- AIM
Turn every line of the rows below into a numbered list, leaving out any blank lines.

-- Start --

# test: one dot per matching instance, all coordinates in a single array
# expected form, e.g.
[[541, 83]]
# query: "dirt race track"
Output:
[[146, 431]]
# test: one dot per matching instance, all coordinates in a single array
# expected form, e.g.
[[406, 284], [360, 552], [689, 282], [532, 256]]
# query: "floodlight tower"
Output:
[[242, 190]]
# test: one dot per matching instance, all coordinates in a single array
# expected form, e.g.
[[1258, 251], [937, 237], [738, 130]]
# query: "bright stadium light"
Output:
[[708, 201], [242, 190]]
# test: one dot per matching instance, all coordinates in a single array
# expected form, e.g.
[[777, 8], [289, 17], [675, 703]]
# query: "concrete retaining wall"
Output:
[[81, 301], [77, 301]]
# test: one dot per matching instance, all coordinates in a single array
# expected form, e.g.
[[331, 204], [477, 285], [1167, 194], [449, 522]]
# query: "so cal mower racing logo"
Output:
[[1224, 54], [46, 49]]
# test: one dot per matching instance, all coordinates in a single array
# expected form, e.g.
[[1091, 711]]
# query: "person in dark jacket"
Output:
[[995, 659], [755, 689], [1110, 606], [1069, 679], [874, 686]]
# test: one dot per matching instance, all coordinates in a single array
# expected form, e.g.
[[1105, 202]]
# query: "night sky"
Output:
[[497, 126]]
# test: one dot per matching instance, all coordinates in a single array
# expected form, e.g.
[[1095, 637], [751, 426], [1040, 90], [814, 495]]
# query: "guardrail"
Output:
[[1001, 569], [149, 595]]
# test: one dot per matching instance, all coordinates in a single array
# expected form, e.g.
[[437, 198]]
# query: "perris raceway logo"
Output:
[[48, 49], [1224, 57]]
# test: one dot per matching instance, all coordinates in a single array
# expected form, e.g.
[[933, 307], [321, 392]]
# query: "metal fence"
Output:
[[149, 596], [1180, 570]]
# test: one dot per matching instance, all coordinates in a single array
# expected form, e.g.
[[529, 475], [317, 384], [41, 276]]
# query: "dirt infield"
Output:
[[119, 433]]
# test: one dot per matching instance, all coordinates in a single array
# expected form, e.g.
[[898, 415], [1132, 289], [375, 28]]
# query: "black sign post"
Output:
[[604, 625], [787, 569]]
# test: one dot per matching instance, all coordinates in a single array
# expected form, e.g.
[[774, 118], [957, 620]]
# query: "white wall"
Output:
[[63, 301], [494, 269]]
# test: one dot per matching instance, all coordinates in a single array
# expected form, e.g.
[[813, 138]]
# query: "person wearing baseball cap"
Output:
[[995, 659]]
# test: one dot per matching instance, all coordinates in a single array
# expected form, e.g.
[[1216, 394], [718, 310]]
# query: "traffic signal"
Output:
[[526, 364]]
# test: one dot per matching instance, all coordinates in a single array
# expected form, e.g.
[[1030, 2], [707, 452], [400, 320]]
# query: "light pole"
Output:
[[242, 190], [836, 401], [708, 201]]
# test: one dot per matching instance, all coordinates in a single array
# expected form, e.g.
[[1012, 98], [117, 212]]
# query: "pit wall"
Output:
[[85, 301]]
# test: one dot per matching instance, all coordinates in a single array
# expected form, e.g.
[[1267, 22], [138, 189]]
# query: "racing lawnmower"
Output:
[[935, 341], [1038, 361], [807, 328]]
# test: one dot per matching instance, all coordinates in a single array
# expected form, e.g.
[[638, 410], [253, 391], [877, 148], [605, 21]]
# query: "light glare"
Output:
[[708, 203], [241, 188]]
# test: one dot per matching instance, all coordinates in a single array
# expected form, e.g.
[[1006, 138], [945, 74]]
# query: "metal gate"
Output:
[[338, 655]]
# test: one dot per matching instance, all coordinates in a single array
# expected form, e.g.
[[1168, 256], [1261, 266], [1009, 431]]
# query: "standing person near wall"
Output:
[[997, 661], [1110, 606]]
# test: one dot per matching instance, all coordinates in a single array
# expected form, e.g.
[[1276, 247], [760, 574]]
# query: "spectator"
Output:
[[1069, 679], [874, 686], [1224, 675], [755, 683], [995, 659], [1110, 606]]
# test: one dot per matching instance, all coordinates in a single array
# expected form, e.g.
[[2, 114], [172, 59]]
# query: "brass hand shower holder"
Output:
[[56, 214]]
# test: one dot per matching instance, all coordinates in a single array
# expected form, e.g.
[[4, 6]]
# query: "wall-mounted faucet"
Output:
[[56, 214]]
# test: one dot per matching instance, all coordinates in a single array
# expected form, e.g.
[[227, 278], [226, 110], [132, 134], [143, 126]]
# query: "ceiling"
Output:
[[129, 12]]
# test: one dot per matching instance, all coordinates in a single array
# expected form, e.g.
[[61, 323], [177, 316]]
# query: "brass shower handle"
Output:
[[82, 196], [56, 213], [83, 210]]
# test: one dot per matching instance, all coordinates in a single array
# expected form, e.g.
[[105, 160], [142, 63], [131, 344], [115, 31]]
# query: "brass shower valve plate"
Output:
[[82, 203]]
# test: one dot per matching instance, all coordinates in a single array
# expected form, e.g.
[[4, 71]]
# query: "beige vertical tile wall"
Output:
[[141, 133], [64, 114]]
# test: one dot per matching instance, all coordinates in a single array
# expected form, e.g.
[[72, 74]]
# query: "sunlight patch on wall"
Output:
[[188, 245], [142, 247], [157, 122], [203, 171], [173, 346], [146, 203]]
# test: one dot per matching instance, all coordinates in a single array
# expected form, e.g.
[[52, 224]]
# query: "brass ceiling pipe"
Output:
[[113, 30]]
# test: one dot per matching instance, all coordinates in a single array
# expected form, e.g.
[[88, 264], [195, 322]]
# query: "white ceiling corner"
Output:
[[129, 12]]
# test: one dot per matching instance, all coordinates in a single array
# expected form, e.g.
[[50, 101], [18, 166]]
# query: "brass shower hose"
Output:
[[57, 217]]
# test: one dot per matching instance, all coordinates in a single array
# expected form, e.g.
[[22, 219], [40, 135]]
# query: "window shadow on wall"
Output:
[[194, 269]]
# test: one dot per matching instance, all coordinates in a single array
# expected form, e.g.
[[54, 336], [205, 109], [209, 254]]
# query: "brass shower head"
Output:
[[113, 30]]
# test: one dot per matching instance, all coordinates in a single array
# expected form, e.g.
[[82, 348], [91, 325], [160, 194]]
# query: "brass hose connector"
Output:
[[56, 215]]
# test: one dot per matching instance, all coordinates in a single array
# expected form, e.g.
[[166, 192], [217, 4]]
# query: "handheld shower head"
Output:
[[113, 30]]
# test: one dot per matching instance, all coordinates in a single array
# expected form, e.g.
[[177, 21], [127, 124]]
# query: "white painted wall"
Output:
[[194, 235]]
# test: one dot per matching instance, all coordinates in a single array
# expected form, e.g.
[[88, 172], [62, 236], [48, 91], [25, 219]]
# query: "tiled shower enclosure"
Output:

-- End --

- EXERCISE SOLUTION
1. # test: one dot per matching instance, all coordinates in a single array
2. # expected form, e.g.
3. [[541, 83]]
4. # query: "dirt race track"
5. Output:
6. [[146, 431]]
7. # test: one dot per matching instance, all coordinates in a single array
8. # expected form, e.g.
9. [[406, 284], [360, 552], [689, 282], [532, 256]]
10. # query: "floodlight tower"
11. Output:
12. [[242, 190]]
13. # test: one dot per matching instance, all coordinates in a single array
14. # expected form, e.g.
15. [[1258, 251], [937, 237], [738, 130]]
16. # query: "bright stadium light"
17. Output:
18. [[708, 201], [242, 190]]
19. # test: one dot per matching instance, all coordinates in a single array
20. # expected form, e.g.
21. [[777, 8], [289, 17], [675, 703]]
22. # query: "concrete retaining wall"
23. Output:
24. [[81, 301], [77, 301]]
25. # test: one dot per matching instance, all coordinates in a single array
26. # expected form, e.g.
27. [[331, 204], [477, 285], [1167, 194], [449, 522]]
28. # query: "so cal mower racing logo"
29. Output:
30. [[1224, 54], [46, 49]]
31. # test: one dot per matching instance, all coordinates in a single array
32. # expected form, e.g.
33. [[1091, 711]]
34. # query: "person in dark jacket"
35. Output:
36. [[995, 659], [755, 689], [1110, 606], [1069, 679], [874, 686]]
37. # test: one dot per matching instance, all coordinates in a single array
38. # expected form, e.g.
39. [[1105, 202]]
40. # query: "night sky"
41. Output:
42. [[497, 126]]
43. # test: one dot per matching instance, all coordinates in a single array
44. # expected form, e.g.
45. [[1095, 637], [751, 426], [1040, 90], [814, 495]]
46. # query: "guardrail"
47. Output:
48. [[1001, 569], [149, 595]]
49. # test: one dot per matching instance, all coordinates in a single array
50. # expected form, e.g.
51. [[437, 198]]
52. # query: "perris raceway logo"
53. Output:
54. [[48, 49], [1224, 57]]
55. # test: one dot per matching instance, all coordinates in a single array
56. # expected form, e.g.
57. [[933, 307], [321, 392]]
58. # query: "metal fence"
59. Output:
60. [[149, 596], [1180, 570]]
61. # test: one dot per matching instance, all coordinates in a single array
62. # expected form, e.g.
63. [[529, 475], [317, 384], [41, 276]]
64. # query: "dirt infield"
65. Output:
66. [[119, 433]]
67. # test: one dot per matching instance, all coordinates in a single array
68. # expected form, e.g.
69. [[898, 415], [1132, 289], [375, 28]]
70. # query: "black sign post"
71. Output:
72. [[604, 625], [787, 569]]
73. # test: one dot per matching instance, all coordinates in a single array
74. # expected form, e.g.
75. [[774, 118], [957, 620]]
76. # query: "white wall"
77. Output:
78. [[63, 301], [494, 269]]
79. # test: one dot per matching instance, all coordinates in a single array
80. # expected form, e.g.
81. [[813, 138]]
82. # query: "person wearing baseball cap"
83. Output:
84. [[995, 659]]
85. # test: one dot per matching instance, all coordinates in a single array
86. # expected form, e.g.
87. [[1216, 394], [718, 310]]
88. # query: "traffic signal"
89. Output:
90. [[526, 364]]
91. # test: one dot per matching instance, all coordinates in a single array
92. # expected form, e.g.
93. [[1030, 2], [707, 452], [400, 320]]
94. # query: "light pole"
95. Output:
96. [[242, 190], [836, 401], [708, 201]]
97. # test: one dot per matching instance, all coordinates in a single array
98. # expected form, e.g.
99. [[1012, 98], [117, 212]]
100. # query: "pit wall"
101. Output:
102. [[85, 301]]
103. # test: one dot per matching instance, all coordinates in a single array
104. # expected form, e.g.
105. [[1267, 22], [138, 189]]
106. # query: "racing lawnmower"
107. Output:
108. [[935, 341], [1038, 361], [807, 328]]
109. # test: one dot per matching instance, all coordinates in a single array
110. # expected form, e.g.
111. [[638, 410], [253, 391], [877, 148], [605, 21]]
112. # query: "light glare"
113. Output:
114. [[708, 203], [241, 188]]
115. # test: one dot per matching instance, all coordinates in a single array
116. # expected form, e.g.
117. [[1006, 138], [945, 74]]
118. # query: "metal gate"
119. Output:
120. [[338, 655]]
121. # test: one dot per matching instance, all coordinates in a single array
122. # expected form, e.g.
123. [[1168, 256], [1261, 266], [1009, 431]]
124. # query: "standing person near wall"
125. Output:
126. [[997, 661], [1110, 606]]
127. # test: one dot per matching instance, all coordinates in a single array
128. # expected form, e.g.
129. [[1276, 247], [760, 574]]
130. # query: "spectator"
131. Output:
132. [[1069, 679], [874, 686], [1224, 675], [755, 683], [995, 659], [1110, 606]]
133. # test: one dot per matching instance, all coordinates in a single array
134. # expected form, e.g.
135. [[2, 114], [172, 59]]
136. # query: "brass hand shower holder"
137. Output:
138. [[56, 214]]
139. # test: one dot per matching instance, all coordinates in a single array
140. # expected form, e.g.
141. [[4, 6]]
142. # query: "wall-mounted faucet"
143. Output:
144. [[56, 214]]
145. # test: one dot per matching instance, all coordinates in a single array
146. # expected form, e.g.
147. [[227, 278], [226, 110], [132, 134], [143, 126]]
148. # query: "ceiling"
149. Output:
150. [[129, 12]]
151. # test: one dot per matching instance, all coordinates in a single array
152. # expected form, e.g.
153. [[61, 323], [177, 316]]
154. # query: "brass shower handle"
155. Output:
156. [[82, 196], [56, 213], [83, 210]]
157. # test: one dot per matching instance, all coordinates in a single array
158. # expected form, e.g.
159. [[105, 160], [142, 63], [131, 344], [115, 31]]
160. # query: "brass shower valve plate"
161. Output:
162. [[82, 203]]
163. # test: one dot per matching instance, all coordinates in a single array
164. # expected form, e.g.
165. [[4, 71]]
166. # query: "beige vertical tile wall"
167. Output:
168. [[141, 133], [64, 114]]
169. # test: one dot per matching instance, all coordinates in a single array
170. # expected form, e.g.
171. [[72, 74]]
172. # query: "sunlight patch on wall"
173. Output:
174. [[188, 245], [142, 247], [157, 122], [203, 171], [173, 346], [146, 203]]
175. # test: one dot per matching instance, all coordinates in a single array
176. # expected form, e.g.
177. [[52, 224]]
178. # query: "brass ceiling pipe"
179. Output:
180. [[113, 30]]
181. # test: one dot per matching instance, all coordinates in a single array
182. # expected form, e.g.
183. [[88, 264], [195, 322]]
184. # query: "white ceiling corner"
185. Output:
186. [[129, 12]]
187. # test: one dot per matching instance, all coordinates in a single array
188. # expected form, e.g.
189. [[50, 101], [18, 166]]
190. # query: "brass shower hose"
191. Output:
192. [[57, 217]]
193. # test: one dot per matching instance, all coordinates in a single array
194. # expected form, e.g.
195. [[22, 219], [40, 135]]
196. # query: "window shadow on wall"
197. Output:
198. [[194, 269]]
199. # test: one dot per matching instance, all coordinates in a single array
200. # expected form, e.g.
201. [[54, 336], [205, 109], [209, 254]]
202. # query: "brass shower head"
203. Output:
204. [[113, 30]]
205. # test: one dot per matching instance, all coordinates in a single array
206. # expected form, e.g.
207. [[82, 348], [91, 325], [160, 194]]
208. # query: "brass hose connector"
209. Output:
210. [[56, 215]]
211. # test: one dot per matching instance, all coordinates in a single array
212. # expected form, e.g.
213. [[166, 192], [217, 4]]
214. # query: "handheld shower head"
215. Output:
216. [[113, 30]]
217. # test: one dot per matching instance, all coordinates in a single array
218. # expected form, e.g.
219. [[177, 21], [127, 124]]
220. # query: "white painted wall"
221. Output:
222. [[194, 235]]
223. # test: one dot per matching instance, all coordinates in a single array
224. # expected form, e.g.
225. [[88, 172], [62, 236], [48, 91], [25, 219]]
226. # query: "tiled shower enclosure"
227. Output:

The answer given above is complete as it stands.